> _Description of the task_
Across the listing below, count every line where the string "plate" appears, then give only the count.

> _Data section_
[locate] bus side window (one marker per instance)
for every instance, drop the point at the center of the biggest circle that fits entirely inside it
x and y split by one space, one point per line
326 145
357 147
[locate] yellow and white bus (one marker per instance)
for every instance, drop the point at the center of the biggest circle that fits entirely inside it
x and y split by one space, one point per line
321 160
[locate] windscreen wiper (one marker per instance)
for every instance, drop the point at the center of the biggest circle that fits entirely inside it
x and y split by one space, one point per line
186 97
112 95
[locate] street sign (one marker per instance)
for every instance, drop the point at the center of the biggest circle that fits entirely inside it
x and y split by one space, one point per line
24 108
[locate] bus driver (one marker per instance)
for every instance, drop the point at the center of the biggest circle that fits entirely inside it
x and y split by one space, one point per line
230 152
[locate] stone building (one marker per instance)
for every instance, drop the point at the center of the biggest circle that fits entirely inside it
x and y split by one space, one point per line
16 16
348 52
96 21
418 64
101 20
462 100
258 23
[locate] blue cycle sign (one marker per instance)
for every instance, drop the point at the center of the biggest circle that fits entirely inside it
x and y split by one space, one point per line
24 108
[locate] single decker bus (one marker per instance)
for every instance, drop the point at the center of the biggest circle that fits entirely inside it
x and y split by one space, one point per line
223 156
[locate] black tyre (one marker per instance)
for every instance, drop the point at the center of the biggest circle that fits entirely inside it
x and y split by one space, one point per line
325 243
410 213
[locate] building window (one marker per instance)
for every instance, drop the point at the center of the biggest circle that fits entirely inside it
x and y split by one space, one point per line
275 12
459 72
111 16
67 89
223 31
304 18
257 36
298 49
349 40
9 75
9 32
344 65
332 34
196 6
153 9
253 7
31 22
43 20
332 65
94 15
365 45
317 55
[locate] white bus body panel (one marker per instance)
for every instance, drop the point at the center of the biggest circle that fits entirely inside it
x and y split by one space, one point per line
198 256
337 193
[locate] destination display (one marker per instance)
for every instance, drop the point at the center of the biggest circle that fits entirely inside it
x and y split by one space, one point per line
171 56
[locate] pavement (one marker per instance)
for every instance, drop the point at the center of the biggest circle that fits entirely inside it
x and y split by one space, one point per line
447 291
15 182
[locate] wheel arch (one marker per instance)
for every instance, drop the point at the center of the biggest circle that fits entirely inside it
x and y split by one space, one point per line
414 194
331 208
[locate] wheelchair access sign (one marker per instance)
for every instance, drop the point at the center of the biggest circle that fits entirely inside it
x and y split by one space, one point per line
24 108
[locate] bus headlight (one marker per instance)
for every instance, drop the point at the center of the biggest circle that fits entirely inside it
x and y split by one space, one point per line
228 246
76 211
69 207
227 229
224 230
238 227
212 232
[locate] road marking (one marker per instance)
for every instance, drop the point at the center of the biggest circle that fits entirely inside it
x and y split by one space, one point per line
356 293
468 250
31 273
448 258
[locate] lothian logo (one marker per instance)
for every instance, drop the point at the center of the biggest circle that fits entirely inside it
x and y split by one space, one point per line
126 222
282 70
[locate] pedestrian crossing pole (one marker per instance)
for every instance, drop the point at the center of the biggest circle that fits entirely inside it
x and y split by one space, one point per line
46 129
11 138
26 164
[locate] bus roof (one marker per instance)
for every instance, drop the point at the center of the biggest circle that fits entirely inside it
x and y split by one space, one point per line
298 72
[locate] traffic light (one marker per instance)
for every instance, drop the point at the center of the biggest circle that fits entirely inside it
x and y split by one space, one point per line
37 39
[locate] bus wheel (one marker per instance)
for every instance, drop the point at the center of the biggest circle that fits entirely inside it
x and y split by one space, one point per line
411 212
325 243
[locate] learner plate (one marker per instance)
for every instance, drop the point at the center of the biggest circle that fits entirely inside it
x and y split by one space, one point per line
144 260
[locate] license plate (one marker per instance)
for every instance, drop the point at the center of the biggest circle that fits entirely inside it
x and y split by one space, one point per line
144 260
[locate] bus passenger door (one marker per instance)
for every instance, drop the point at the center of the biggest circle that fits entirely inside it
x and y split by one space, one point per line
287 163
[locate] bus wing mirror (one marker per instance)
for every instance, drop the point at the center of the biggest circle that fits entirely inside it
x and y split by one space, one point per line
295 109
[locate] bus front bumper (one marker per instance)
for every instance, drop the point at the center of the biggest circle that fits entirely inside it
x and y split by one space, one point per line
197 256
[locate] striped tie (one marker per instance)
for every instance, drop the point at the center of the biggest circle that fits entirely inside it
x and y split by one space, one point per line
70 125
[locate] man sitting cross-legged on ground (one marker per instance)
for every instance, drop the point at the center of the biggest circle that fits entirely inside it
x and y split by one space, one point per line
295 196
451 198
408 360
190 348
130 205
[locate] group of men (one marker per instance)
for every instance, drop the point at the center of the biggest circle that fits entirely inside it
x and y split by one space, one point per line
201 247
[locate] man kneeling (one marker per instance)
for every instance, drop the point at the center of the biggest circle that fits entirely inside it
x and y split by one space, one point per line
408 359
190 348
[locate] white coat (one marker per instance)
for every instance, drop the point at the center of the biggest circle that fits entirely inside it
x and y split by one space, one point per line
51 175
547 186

> _Exercise output_
2